BRIEF
Exactly as written, print each of the entries.

EXTRACTED ENTRIES
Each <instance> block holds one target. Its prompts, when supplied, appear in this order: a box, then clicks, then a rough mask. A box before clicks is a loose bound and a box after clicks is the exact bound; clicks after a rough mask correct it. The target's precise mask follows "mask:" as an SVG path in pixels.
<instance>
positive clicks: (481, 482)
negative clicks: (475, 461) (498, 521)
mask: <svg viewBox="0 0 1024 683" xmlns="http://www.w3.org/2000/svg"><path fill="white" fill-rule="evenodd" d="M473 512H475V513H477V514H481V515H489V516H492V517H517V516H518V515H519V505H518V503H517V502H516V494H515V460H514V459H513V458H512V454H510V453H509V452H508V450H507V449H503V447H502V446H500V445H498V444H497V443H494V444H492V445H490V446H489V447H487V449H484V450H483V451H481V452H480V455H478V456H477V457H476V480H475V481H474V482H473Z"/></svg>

SOLVED PROBLEM
Each <instance> block holds one target. Its prompts, when supplied, appear in this order: a box, then clicks, then a rough mask. A box before clicks is a loose bound and a box after clicks is the exact bound; clicks after a rough mask correct it. The target's precise mask follows "mask:" as an SVG path in pixels.
<instance>
positive clicks: (481, 482)
negative clicks: (475, 461) (498, 521)
mask: <svg viewBox="0 0 1024 683" xmlns="http://www.w3.org/2000/svg"><path fill="white" fill-rule="evenodd" d="M473 512H475V513H477V514H481V515H489V516H492V517H517V516H518V515H519V505H518V503H517V502H516V494H515V460H514V459H513V458H512V454H510V453H509V452H508V450H507V449H503V447H502V446H500V445H498V444H497V443H494V444H492V445H490V446H489V447H487V449H484V450H483V451H481V452H480V455H478V456H477V457H476V480H475V481H474V482H473Z"/></svg>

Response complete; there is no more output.